Start Listed records

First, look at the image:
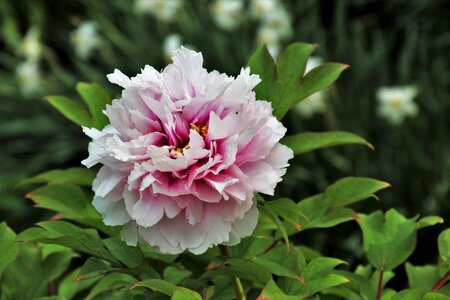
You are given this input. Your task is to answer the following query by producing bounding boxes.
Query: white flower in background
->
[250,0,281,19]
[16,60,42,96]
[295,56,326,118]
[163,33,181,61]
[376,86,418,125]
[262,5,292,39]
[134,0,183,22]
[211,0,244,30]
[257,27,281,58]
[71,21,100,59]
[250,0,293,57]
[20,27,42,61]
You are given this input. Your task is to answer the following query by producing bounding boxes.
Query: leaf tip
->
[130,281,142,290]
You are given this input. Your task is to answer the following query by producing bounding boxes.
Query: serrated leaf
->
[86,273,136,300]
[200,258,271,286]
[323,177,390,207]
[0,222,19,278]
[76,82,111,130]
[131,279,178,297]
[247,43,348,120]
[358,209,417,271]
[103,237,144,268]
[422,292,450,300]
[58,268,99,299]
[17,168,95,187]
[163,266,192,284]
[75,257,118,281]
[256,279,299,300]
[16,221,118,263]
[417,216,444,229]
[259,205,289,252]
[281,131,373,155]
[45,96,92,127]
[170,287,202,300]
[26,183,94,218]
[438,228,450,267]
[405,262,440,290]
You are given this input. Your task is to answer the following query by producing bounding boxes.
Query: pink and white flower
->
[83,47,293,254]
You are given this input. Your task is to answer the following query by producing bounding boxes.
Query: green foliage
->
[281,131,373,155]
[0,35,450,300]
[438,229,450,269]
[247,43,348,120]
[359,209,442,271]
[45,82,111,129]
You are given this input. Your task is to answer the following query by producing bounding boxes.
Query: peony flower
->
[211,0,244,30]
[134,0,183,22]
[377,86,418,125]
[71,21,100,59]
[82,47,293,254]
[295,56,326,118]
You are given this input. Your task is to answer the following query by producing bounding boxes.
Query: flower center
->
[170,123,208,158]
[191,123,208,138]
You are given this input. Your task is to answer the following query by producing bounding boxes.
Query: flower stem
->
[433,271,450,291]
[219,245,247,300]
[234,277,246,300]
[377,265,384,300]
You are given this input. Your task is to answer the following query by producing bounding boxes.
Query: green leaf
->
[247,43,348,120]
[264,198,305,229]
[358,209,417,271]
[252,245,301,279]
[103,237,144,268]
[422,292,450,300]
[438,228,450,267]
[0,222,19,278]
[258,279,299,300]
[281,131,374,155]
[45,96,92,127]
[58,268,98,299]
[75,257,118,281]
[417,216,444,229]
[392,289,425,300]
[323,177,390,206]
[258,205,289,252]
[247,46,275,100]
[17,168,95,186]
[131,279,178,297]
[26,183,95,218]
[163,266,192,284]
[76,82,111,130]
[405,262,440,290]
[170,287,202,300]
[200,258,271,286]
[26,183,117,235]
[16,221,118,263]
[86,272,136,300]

End Listed records
Start Listed records

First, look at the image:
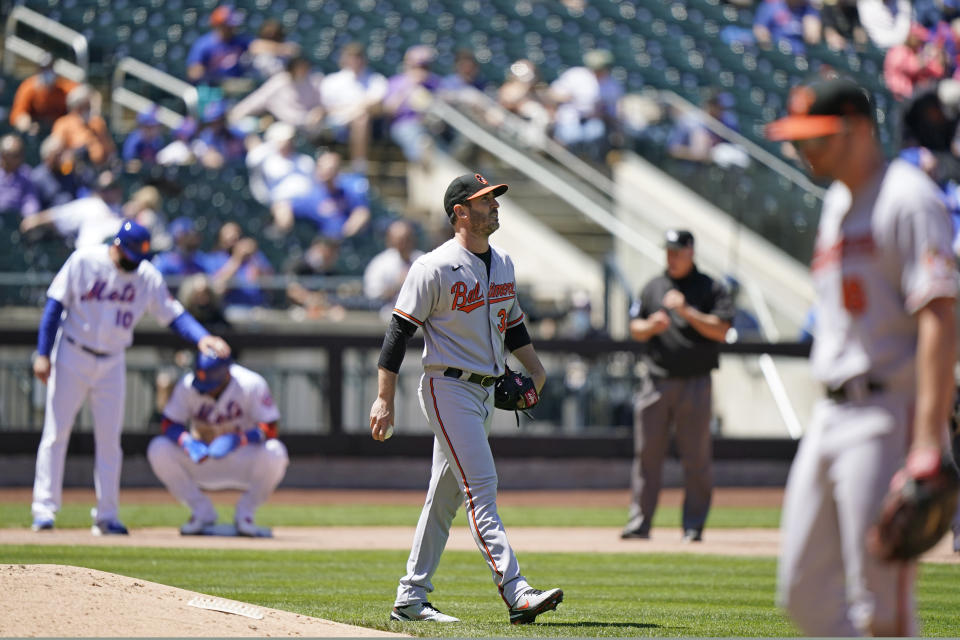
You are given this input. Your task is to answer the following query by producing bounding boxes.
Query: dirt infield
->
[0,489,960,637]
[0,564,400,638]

End Listed records

- _Task details_
Which of the lines above contain the word "flower"? Copy each of those lines in full.

- _Task output_
Query: white flower in background
Query: pink and white flower
Query: peony flower
Query: flower center
Query: flower stem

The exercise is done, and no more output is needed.